* _Problem statement_
Your answer needs to include each line of the records in which the string "gray" can be found.

* _Records shown_
━━━━

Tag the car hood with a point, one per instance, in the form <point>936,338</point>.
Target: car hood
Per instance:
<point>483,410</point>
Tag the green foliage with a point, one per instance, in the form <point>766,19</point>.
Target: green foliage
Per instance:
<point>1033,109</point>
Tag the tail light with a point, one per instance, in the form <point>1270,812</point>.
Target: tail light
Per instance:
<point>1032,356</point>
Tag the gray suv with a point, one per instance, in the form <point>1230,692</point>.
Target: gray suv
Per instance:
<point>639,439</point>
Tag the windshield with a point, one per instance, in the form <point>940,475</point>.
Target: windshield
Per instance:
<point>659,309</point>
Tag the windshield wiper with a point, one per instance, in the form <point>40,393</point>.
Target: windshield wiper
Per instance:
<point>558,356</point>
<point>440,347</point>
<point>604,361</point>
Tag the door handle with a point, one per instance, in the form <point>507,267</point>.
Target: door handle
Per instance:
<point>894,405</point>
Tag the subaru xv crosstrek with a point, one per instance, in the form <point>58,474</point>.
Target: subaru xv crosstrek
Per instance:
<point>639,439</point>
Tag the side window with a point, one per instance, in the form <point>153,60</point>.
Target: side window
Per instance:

━━━━

* _Response to this exercise_
Tag the gray suv with a point, one per instance, in the form <point>1230,692</point>.
Target: gray suv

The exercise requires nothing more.